Swap every "single dot" in the listing below for "single marker" and change nothing else. Leave the pictures out of your answer.

--- start Raw records ---

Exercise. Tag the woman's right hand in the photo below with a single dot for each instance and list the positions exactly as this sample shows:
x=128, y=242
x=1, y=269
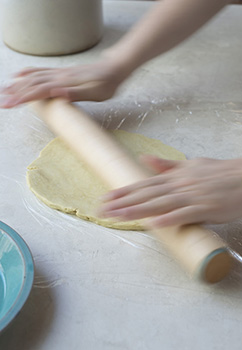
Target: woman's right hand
x=92, y=82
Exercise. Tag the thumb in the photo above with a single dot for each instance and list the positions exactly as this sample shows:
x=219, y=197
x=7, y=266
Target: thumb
x=158, y=165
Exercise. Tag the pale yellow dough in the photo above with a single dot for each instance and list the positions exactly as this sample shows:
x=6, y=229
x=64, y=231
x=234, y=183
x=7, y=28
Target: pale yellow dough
x=63, y=182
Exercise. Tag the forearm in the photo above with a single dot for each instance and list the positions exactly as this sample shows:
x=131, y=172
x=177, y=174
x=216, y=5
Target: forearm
x=168, y=23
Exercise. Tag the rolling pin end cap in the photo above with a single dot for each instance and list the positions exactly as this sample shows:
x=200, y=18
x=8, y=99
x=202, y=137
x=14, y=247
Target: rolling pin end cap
x=216, y=266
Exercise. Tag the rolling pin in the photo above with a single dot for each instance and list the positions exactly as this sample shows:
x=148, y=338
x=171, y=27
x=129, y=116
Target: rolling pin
x=201, y=252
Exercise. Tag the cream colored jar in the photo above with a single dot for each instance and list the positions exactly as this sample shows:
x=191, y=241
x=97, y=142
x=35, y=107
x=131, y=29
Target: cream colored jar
x=51, y=27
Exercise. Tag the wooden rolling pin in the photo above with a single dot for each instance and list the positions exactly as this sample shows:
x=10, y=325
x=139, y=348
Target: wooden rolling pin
x=201, y=252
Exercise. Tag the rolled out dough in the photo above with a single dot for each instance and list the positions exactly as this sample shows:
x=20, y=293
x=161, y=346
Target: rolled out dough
x=63, y=182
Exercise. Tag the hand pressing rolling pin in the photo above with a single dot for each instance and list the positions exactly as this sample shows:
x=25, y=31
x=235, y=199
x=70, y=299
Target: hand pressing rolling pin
x=194, y=191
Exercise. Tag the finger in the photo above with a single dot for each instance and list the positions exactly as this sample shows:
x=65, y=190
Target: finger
x=25, y=84
x=38, y=93
x=158, y=164
x=86, y=92
x=154, y=207
x=182, y=216
x=30, y=70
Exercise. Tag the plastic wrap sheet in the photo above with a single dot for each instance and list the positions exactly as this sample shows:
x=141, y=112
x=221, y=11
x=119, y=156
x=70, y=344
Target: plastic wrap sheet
x=137, y=116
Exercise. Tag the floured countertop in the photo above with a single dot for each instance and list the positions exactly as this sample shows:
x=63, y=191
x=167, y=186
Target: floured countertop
x=98, y=288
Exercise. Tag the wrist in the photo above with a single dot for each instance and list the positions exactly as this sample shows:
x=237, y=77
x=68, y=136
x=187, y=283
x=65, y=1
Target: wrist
x=120, y=64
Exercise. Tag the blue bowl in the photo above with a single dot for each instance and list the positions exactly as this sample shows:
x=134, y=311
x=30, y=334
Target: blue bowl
x=16, y=274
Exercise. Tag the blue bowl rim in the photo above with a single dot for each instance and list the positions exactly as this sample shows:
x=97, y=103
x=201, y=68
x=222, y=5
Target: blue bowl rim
x=28, y=276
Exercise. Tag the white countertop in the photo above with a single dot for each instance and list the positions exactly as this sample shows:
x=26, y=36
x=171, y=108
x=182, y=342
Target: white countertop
x=98, y=288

--- end Raw records ---

### Problem solution
Exercise. Tag the woman's right hand in the photo below with a single marker for each instance and list the positions exactly as this sample shows:
x=128, y=242
x=1, y=269
Target: woman's right hand
x=92, y=82
Exercise. Tag the thumb in the photo above with a single marker for each instance and list the positions exactly as this sample shows:
x=219, y=197
x=7, y=266
Target: thumb
x=158, y=165
Exercise. Tag the pale yellow dough in the photo above with a single marker for each instance and list the positions exactly as this sample shows:
x=6, y=229
x=64, y=231
x=234, y=183
x=7, y=28
Target: pale yellow dough
x=63, y=182
Exercise. Tag the forearm in the photo above with a single marker for each instance and list the positions exactly as this sample shows:
x=131, y=172
x=177, y=174
x=216, y=5
Target: forearm
x=168, y=23
Exercise. Tag the rolling pin end cap in the photo above with a single marker for each instance and list the positions exactly as this sample shows:
x=200, y=18
x=8, y=99
x=202, y=137
x=14, y=247
Target: rolling pin end cap
x=216, y=266
Exercise. Tag the rolling pin in the photo above with a single marker for each instance and list the positions exactly as this sample shows:
x=148, y=338
x=171, y=27
x=129, y=116
Target: rolling pin
x=201, y=252
Exercise. Tag the cream colored jar in the photo above with a single marker for each instance and list the positions exactly as this sample shows:
x=191, y=241
x=97, y=142
x=35, y=107
x=131, y=29
Target: cream colored jar
x=51, y=27
Exercise. Tag the wooden rolling pin in the photo above with a single marker for each instance and list the positions exactly as this sample shows:
x=10, y=325
x=139, y=348
Target: wooden rolling pin
x=201, y=252
Exercise. Tag the rolled out dough in the photo above with a single marker for each instance and list the positions exactly as this sample shows:
x=20, y=293
x=161, y=346
Target: rolled out dough
x=63, y=182
Exercise. Tag the hand pressing rolling pin in the photo above with a single marker for each instance and list the positions exactly as this sample shows:
x=25, y=31
x=235, y=199
x=70, y=299
Target: hand pressing rolling pin
x=194, y=191
Exercise. Tag the finger in the photo above with a single marker for each instance and list the positions exactly as this sample shows:
x=65, y=190
Target: finger
x=25, y=84
x=38, y=93
x=158, y=164
x=86, y=92
x=154, y=207
x=182, y=216
x=30, y=70
Exercise. Tag the plastic wrap sheet in the photo above with a single marker for each instance and list the positions exactly as this sample shows:
x=141, y=112
x=221, y=11
x=119, y=156
x=70, y=344
Target: plastic wrap sheet
x=137, y=116
Exercise. Tag the floured countertop in the photo above with a single marker for each instance and list the positions exactly as this sample shows:
x=63, y=191
x=167, y=186
Target: floured countertop
x=98, y=288
Exercise. Tag the wrist in the photo above with a single marker for each instance and list the positions exactly as this sample shows:
x=237, y=77
x=68, y=136
x=187, y=283
x=65, y=1
Target: wrist
x=120, y=64
Exercise. Tag the blue bowl in the photo above with a single marker for each instance and list the positions exactly as this sample shows:
x=134, y=311
x=30, y=334
Target: blue bowl
x=16, y=274
Exercise. Tag the blue bowl rim in the photo above with a single marker for each instance and list the positions exactly as this sample shows:
x=97, y=103
x=201, y=68
x=222, y=5
Target: blue bowl rim
x=28, y=276
Exercise. Tag the white countertop in the photo above with a single marker for each instance and list the positions exactly as this sample shows:
x=26, y=36
x=171, y=108
x=182, y=342
Target: white countertop
x=98, y=288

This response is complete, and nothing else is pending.